→ What to produce: In the reflection on Las Posadas in Houston, what turns a simple meal into Eucharist? Answer in one to three sentences.

→ Quoted passage:
──────────
For various reasons, including the pandemic’s arrival, I have not been able to visit the D.R. since summer 2018. Despite my best efforts, it’s been an enormous challenge to keep my spirit fresh, to feel that sense of intimate connection with my friends there, the landscape, and the reality itself, across so much time and distance. It took going to Houston, getting thrown some curveballs while there, and letting the children lead me to finally dance, to re-kindle the fire.
Arriving, I was preoccupied with the pragmatics: how would the presentation be staged, how would the slide show be projected, how many books would we sell, and what level of connection could I forge between this parish and my organization. But day after day, as I was invited (and could not really say no) to improvise— offering on the spot reflections in both languages for some Masses, adapting to the collapse of the slide show, and generally just being available to whatever a particular day would hold— I found myself energized, enlivened, and lightened, shedding some of the heaviness of the pandemic’s grind, isolation, and despair, and surrendering into occasions to celebrate, simply for its own sake.
At one point a piñata was presented, and the children present flocked to it. As the music played, and each child took a turn whacking the hell out of that poor papier mâché donkey until it surrendered its sugary treasures, I found myself clapping along, laughing, and singing too, until finally I danced. You would have too. These children, with the Spirit flowing easily through them, pulled us all in. They, and especially their parents, would have had thousands of reasons not to celebrate, but to despair, given the current political climate in Texas. And yet here was an intentional, community choice to turn the cheek, an option for hope, a decision to celebrate. Celebrating the gift of life, and beyond that of shared life, especially one of mission.
The feasts after each community celebration during Las Posadas in Houston not only reconnected me to that heavenly treasure from the D.R., they made me freshly aware that it can be available anywhere, and depends less upon the food than upon the orientation of spirit. The simplest of meals— such as arroz y habichuelas, rice and beans, which forms the foundation of the Dominican plate— can be a banquet, like the loaves and fishes. Donde comen dos, comen tres, as I’ve heard many Dominicans say: where two can eat, three can eat. If the meal, however it appears on the table, is approached with a Childlike Spirit, a sense of abundance (not scarcity), it becomes Eucharist, an occasion for all to eat, to celebrate, and find nourishment in both. Creating occasions for joy, in a world hammered daily by suffering and tragedy— this is our true, deeper purpose and calling.
May we embrace it together, always. May we take God’s hand, and our neighbors’, and dance.
──────────
→ Record extracts:

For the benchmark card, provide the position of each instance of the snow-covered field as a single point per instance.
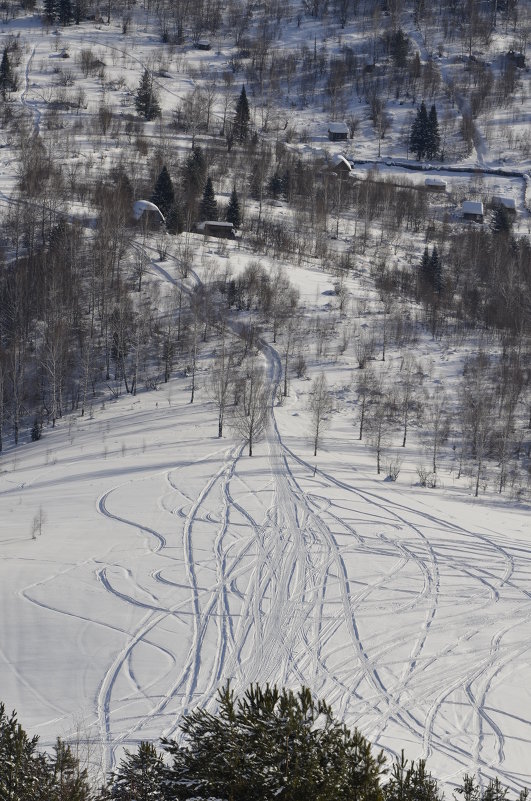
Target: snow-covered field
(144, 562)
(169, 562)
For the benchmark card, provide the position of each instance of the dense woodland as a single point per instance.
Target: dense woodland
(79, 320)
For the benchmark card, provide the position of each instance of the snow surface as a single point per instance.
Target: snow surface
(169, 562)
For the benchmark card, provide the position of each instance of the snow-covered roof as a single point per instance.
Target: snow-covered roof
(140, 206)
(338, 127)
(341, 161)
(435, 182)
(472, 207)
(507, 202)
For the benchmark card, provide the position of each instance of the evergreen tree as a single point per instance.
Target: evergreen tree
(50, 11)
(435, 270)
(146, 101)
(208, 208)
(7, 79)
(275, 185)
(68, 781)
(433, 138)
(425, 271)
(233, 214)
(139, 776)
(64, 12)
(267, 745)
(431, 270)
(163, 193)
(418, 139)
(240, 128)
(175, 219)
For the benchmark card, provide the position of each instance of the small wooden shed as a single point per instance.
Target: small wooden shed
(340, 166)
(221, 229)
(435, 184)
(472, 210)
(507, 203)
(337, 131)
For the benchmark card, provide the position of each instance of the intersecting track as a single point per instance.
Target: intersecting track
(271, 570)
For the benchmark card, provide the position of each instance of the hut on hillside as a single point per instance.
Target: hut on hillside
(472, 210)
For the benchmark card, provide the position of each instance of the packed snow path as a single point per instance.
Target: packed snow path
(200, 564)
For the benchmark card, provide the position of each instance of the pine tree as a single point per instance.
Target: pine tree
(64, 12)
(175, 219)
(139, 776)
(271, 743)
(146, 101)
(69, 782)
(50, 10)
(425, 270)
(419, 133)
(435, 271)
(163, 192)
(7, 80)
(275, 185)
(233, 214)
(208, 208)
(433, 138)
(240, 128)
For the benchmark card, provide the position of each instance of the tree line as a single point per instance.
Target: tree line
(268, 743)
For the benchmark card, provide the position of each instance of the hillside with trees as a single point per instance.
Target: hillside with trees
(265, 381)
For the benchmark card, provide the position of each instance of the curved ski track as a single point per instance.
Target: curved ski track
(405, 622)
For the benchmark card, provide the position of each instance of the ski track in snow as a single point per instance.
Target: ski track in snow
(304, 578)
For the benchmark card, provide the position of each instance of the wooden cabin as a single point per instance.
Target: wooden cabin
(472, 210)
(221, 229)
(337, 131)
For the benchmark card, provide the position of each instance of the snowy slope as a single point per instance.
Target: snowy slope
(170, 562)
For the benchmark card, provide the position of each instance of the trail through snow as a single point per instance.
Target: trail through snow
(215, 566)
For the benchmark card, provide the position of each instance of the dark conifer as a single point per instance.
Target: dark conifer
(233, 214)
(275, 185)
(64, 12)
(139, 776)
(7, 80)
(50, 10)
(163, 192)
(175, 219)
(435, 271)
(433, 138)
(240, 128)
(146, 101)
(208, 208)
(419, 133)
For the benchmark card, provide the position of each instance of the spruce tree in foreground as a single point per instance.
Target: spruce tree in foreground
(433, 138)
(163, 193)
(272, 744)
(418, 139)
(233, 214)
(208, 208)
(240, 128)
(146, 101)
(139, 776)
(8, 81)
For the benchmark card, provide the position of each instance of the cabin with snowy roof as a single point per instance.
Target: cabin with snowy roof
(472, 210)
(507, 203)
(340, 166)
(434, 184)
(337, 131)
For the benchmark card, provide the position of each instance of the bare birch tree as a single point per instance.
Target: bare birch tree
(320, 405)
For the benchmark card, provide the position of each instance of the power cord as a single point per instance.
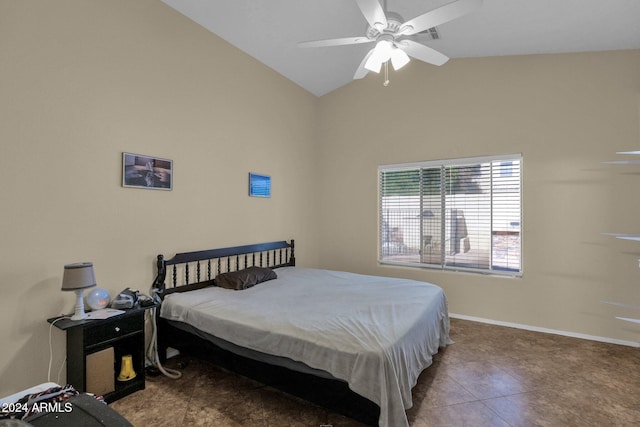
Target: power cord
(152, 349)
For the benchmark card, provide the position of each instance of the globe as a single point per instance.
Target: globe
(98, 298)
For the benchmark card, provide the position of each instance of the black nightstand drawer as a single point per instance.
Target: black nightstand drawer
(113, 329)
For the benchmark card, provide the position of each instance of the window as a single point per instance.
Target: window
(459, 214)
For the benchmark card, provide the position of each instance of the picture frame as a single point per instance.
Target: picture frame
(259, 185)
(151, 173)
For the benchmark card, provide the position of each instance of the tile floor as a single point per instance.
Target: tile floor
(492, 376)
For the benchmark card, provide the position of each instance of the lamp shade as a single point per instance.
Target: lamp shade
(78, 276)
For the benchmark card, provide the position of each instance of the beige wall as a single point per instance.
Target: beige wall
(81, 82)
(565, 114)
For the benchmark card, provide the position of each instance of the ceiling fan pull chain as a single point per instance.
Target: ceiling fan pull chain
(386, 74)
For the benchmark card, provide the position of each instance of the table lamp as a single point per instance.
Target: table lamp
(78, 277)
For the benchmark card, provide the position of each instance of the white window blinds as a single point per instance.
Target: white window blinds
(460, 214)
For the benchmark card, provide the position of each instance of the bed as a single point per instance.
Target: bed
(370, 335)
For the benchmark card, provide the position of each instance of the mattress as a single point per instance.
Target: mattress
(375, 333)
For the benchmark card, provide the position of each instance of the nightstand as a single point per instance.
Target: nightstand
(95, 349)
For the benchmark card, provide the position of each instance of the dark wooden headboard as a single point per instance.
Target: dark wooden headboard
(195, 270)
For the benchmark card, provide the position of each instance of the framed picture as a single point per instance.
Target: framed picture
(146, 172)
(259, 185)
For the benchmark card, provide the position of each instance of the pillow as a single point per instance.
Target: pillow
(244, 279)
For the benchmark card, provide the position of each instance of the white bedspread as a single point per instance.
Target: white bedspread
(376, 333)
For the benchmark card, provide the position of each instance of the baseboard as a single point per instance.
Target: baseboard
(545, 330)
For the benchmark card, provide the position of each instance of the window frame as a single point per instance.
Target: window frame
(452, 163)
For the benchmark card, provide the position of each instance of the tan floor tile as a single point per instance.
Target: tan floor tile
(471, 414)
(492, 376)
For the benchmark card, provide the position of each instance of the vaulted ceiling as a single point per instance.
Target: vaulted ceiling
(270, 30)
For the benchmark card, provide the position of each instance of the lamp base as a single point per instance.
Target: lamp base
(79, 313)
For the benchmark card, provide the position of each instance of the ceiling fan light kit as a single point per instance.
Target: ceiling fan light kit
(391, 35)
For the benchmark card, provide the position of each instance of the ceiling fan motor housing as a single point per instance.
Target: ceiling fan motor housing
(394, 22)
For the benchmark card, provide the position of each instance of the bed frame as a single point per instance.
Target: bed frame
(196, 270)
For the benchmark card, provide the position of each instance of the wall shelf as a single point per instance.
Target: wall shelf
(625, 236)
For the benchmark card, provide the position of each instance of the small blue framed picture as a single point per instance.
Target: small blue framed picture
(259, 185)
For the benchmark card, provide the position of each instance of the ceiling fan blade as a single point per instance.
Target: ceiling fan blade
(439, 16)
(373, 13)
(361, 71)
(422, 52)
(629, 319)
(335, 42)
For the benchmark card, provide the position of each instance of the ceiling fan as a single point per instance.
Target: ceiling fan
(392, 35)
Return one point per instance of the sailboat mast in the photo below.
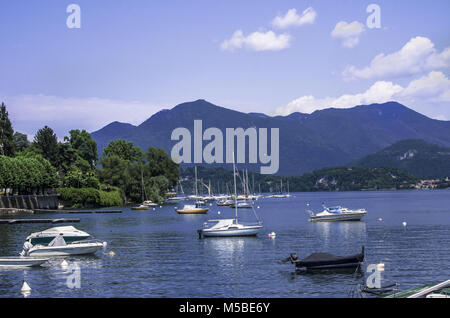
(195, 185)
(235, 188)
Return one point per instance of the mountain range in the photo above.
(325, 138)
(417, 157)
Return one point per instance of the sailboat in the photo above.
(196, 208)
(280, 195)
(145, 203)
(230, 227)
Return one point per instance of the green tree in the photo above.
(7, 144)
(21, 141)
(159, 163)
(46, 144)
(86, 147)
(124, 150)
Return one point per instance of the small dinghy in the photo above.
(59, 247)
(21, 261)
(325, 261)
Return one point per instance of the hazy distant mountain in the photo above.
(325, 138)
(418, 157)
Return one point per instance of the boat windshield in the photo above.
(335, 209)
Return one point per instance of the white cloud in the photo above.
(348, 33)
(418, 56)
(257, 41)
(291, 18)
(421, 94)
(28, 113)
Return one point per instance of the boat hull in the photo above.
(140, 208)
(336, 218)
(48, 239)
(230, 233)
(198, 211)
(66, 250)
──────────
→ Response to the exercise: A meal becomes Eucharist when it is approached with a Childlike Spirit, a sense of abundance rather than scarcity, however it appears on the table. It then becomes an occasion for all to eat, celebrate, and find nourishment in both. That is why the feasts made the writer aware the treasure can be found anywhere: it depends less on the food than on the orientation of spirit.